[To be done] Copy the stretch of records from the line containing "the white interior" through the end of the records, requests included, and scale every coordinate in the answers by 0.4, rounding to whole numbers with halves rounded up. Give only those lines.

Recorded data
──────────

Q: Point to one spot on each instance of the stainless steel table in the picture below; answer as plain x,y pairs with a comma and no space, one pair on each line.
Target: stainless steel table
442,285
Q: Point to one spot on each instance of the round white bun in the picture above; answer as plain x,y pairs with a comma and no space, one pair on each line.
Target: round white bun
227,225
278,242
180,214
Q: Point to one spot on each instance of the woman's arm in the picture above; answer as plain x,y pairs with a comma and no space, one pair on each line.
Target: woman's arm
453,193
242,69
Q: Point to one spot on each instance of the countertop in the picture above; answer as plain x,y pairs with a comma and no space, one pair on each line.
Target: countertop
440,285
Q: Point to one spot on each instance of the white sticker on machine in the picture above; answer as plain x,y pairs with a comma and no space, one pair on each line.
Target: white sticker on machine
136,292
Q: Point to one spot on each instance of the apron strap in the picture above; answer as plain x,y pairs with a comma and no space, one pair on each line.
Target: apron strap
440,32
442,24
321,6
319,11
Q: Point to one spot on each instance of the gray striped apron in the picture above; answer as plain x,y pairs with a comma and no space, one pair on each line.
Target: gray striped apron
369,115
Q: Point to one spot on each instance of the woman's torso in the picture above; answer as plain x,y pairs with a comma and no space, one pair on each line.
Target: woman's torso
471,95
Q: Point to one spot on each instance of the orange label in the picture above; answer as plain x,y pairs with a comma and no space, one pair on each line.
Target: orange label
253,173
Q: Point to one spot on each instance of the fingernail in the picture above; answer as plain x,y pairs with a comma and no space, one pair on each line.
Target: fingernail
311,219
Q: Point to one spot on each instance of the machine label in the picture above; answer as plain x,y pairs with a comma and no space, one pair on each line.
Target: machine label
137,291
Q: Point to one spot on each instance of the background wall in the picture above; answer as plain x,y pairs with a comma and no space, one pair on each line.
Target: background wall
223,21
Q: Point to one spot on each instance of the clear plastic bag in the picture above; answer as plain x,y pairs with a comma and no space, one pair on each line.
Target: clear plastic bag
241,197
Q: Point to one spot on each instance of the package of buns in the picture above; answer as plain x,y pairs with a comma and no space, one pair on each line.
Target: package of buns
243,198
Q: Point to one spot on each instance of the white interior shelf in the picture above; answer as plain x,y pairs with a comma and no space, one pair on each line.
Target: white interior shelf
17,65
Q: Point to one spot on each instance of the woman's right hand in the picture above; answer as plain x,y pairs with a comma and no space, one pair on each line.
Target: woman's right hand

──────────

[Response to the exercise]
Q: Point to one spot on each instance of the white interior shelf in the picture above; answer as plain x,y pairs with a comma and no space, one pair on each line.
Target: white interior shelf
7,26
Q: Point to one spot on each instance of the woman's right hand in the picture above; answer as plain x,y pairs with a comma and no space, one pair on each line.
Target: woman's right hand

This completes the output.